◆ **The request**: Find each line in the items below that contains the word "butterfly", and copy those lines out.
--- Supplied data ---
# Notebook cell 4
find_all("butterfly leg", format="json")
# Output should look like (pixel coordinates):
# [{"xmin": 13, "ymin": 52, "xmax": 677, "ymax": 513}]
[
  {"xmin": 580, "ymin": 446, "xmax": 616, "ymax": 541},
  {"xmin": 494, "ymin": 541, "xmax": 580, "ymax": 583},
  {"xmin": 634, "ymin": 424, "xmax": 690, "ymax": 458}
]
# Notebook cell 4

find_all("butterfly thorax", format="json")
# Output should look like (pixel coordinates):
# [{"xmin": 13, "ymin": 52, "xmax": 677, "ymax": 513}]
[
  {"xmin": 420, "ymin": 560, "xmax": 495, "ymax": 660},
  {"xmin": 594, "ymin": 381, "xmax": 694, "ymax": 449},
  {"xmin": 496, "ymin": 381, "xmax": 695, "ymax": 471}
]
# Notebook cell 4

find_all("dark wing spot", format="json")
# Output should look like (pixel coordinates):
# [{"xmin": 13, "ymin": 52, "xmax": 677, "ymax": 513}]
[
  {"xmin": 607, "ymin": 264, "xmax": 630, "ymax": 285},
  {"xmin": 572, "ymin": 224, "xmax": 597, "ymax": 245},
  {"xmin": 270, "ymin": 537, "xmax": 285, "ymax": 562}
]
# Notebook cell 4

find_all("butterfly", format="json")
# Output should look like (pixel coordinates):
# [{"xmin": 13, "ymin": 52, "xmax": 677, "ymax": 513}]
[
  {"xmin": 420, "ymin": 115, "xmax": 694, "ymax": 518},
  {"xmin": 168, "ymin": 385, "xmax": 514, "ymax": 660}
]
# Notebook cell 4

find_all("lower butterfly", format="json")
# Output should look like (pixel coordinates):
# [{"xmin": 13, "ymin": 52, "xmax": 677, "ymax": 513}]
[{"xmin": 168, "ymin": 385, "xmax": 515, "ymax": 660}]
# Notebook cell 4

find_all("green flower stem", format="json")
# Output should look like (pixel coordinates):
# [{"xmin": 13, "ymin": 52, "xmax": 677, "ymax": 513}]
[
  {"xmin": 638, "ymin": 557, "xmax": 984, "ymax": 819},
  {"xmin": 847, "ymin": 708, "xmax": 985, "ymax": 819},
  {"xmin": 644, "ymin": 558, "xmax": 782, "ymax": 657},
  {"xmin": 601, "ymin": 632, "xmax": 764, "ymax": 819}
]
---
--- Supplied data ---
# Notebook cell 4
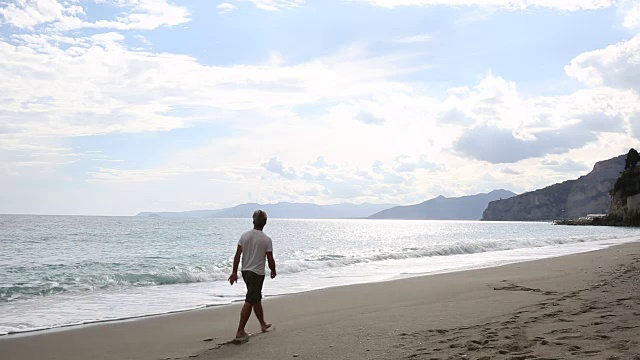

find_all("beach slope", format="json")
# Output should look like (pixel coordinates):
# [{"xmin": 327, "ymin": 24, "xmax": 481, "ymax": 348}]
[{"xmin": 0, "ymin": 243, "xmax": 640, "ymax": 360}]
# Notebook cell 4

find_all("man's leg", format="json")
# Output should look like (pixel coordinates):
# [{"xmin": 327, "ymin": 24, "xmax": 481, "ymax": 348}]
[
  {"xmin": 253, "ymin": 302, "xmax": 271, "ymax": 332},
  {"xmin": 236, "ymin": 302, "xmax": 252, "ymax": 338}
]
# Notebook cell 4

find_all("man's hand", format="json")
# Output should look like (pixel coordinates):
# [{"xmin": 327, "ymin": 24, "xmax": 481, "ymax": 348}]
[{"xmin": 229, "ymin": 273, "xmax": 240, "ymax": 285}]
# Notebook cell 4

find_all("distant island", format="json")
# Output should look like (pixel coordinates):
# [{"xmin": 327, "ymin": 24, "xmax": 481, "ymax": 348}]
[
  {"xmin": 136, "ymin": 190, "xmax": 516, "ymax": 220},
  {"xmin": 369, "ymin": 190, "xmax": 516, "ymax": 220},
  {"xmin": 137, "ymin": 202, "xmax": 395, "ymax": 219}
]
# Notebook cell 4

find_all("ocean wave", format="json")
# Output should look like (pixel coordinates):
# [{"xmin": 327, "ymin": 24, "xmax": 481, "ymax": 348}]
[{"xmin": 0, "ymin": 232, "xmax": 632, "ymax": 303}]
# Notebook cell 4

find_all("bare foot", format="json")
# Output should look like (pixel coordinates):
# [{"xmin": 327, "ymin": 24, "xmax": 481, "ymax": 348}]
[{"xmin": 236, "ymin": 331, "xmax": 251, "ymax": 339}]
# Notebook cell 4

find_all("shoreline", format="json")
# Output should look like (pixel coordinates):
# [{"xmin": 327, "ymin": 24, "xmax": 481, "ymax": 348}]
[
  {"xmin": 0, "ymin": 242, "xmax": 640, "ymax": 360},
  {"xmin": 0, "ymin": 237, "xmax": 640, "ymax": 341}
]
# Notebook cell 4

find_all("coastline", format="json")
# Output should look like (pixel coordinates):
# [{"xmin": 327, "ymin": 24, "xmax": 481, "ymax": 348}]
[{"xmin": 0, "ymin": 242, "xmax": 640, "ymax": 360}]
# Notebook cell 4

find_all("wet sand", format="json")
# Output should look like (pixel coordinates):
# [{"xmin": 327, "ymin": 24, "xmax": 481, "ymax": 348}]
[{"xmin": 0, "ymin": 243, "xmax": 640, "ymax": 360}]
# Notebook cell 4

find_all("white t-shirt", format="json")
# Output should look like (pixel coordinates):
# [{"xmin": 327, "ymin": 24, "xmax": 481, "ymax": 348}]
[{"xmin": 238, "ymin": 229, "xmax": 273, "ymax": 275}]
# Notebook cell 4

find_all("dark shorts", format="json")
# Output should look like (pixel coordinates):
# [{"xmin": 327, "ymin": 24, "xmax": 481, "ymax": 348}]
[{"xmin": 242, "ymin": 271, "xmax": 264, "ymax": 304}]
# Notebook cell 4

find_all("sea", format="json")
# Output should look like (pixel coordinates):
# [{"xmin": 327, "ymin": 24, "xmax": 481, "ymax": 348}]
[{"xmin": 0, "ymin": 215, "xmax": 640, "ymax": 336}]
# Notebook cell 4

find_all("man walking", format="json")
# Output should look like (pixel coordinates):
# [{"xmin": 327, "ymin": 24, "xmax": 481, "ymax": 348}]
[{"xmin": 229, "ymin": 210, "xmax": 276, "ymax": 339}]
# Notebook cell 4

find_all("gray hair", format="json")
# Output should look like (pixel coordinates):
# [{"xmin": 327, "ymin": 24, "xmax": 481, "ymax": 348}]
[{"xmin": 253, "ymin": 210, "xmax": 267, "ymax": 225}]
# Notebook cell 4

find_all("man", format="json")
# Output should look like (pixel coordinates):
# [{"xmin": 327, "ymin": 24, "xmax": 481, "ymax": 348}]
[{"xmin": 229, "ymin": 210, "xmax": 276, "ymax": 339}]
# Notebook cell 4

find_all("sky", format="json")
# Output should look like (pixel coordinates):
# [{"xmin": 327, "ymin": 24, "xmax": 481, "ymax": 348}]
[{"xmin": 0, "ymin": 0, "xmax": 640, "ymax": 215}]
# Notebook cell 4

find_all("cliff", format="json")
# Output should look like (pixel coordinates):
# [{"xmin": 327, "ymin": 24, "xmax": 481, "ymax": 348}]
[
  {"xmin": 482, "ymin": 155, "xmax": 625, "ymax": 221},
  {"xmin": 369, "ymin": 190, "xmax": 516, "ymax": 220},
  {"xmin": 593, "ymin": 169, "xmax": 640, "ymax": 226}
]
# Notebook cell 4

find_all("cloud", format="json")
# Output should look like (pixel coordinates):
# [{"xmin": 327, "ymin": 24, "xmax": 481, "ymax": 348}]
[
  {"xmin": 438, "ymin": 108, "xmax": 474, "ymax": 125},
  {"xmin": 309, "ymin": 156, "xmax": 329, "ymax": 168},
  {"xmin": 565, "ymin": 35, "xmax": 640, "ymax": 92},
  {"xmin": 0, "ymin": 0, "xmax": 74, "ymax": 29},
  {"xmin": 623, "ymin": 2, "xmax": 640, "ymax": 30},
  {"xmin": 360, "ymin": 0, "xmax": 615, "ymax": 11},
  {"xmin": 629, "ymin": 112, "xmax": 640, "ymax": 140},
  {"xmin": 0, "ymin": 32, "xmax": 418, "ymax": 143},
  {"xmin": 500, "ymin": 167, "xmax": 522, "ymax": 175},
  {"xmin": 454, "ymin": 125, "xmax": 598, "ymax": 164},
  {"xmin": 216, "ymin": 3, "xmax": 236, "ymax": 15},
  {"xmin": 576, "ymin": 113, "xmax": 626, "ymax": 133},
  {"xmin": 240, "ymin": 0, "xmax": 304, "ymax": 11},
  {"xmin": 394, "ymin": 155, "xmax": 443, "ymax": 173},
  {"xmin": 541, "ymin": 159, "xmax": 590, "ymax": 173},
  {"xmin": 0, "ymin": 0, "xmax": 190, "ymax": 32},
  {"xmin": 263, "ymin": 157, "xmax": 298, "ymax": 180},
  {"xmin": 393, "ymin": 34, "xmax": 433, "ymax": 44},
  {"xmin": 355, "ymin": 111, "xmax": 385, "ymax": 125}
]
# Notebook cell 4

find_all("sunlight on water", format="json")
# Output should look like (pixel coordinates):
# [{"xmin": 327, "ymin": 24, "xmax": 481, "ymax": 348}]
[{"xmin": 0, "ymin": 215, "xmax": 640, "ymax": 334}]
---
--- Supplied data ---
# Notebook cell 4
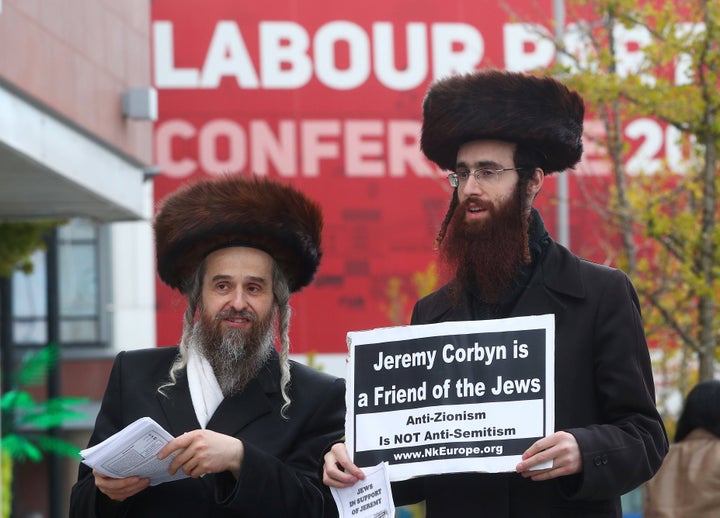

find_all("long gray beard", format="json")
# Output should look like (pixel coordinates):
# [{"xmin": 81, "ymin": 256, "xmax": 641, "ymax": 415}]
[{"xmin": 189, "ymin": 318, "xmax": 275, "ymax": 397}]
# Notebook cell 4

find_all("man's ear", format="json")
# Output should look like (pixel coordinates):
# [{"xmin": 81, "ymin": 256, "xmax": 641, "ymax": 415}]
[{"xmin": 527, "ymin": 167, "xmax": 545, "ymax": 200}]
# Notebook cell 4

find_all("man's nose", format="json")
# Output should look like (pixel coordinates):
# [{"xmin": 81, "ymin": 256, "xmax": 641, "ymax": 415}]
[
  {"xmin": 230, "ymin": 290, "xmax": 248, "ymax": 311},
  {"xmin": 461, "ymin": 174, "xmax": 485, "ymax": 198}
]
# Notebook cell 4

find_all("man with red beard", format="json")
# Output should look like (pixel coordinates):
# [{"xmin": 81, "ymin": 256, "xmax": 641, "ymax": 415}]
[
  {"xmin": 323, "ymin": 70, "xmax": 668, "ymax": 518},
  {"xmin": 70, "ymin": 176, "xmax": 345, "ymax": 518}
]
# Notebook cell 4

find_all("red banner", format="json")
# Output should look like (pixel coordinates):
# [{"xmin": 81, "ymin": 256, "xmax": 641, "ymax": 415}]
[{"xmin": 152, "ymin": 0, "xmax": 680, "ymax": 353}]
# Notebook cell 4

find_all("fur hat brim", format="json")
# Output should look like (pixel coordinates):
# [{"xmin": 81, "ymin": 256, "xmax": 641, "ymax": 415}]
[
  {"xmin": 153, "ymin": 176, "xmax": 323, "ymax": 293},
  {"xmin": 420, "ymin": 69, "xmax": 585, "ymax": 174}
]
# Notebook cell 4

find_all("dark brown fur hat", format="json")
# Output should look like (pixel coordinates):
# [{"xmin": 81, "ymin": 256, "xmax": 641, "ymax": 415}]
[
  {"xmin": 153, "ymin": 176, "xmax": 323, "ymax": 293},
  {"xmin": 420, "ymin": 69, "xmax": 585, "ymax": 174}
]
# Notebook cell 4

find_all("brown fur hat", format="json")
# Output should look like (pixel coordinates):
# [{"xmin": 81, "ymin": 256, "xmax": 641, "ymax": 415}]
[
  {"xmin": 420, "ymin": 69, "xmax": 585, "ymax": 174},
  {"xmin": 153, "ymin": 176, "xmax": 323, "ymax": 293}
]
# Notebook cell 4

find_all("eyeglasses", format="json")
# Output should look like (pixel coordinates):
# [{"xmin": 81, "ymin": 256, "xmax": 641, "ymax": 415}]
---
◆ **Full output**:
find_all("butterfly leg", format="json")
find_all("butterfly thorax", format="json")
find_all("butterfly", format="json")
find_all("lower butterfly", format="json")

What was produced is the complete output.